What the exercise asks: Summarize the abstract on intracellular Ca2+ and force in rat resistance arteries in two sentences.

Passage provided:

★ ★ ★ ★ ★ ★ ★

INTRACELLULAR CA2+ AND FORCE GENERATION DETERMINED IN RESISTANCE ARTERIES OF NORMOTENSIVE AND HYPERTENSIVE RATS

Objective: Dysfunctional cellular Ca2+ handling has been proposed to underlie the heightened vascular reactivity observed in the spontaneously hypertensive rat (SHR) model of genetic hypertension. We tested the hypothesis that basal or agonist-induced mobilization of intracellular Ca2+ is elevated in mesenteric resistance arteries of SHR compared with the normotensive Wistar-Kyoto (WKY) rat. Design: A method using fura-2 for the simultaneous measurement of intracellular Ca2+ and isometric force generation in isolated mesenteric resistance arteries was employed to measure agonist-induced changes in Ca2+ and force during activation with 100mmol/l K+ or 10 mu mol/l norepinephrine. Arteries with normalized diameter 220-240 mu m from male rats aged 14-15 weeks were examined. Results: No differences were detected between the rat strains in basal Ca2+ concentration or the steady-state concentration of Ca2+ achieved in response to either 100 mmol/l K+ or 10 mu mol/l norepinephrine. The relationship between Ca2+ and force during the contractile responses to K+ and norepinephrine was analyzed. No differences between the strains in the level of active stress, normalized to unit intracellular Ca2+, were detected in the steady-state responses to K+ or norepinephrine. Conclusions: The present results do not support the hypothesis that alterations in either the basal concentration of intracellular Ca2+ or the amount of intracellular Ca2+ mobilized in response to high levels of norepinephrine or K+ are present in resistance arteries of SHR compared with those of WKY rats. Moreover, these findings suggest that elevations in Ca2+ do not contribute to heightened peripheral resistance in SHR.

★ ★ ★ ★ ★ ★ ★

Data extracts:
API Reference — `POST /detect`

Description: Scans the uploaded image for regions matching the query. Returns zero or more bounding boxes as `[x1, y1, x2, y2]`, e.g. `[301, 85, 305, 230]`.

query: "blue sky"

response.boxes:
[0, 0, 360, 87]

★ ★ ★ ★ ★ ★ ★

Exercise output: Using fura-2 to measure intracellular Ca2+ and isometric force together, the study compared mesenteric resistance arteries of spontaneously hypertensive rats (SHR) and normotensive Wistar-Kyoto (WKY) rats at rest and during activation with 100 mmol/l K+ or 10 µmol/l norepinephrine. It found no strain differences in basal or steady-state Ca2+ or in active stress per unit Ca2+, so the results do not support the hypothesis of altered Ca2+ handling in SHR and suggest that elevated Ca2+ does not contribute to their heightened peripheral resistance.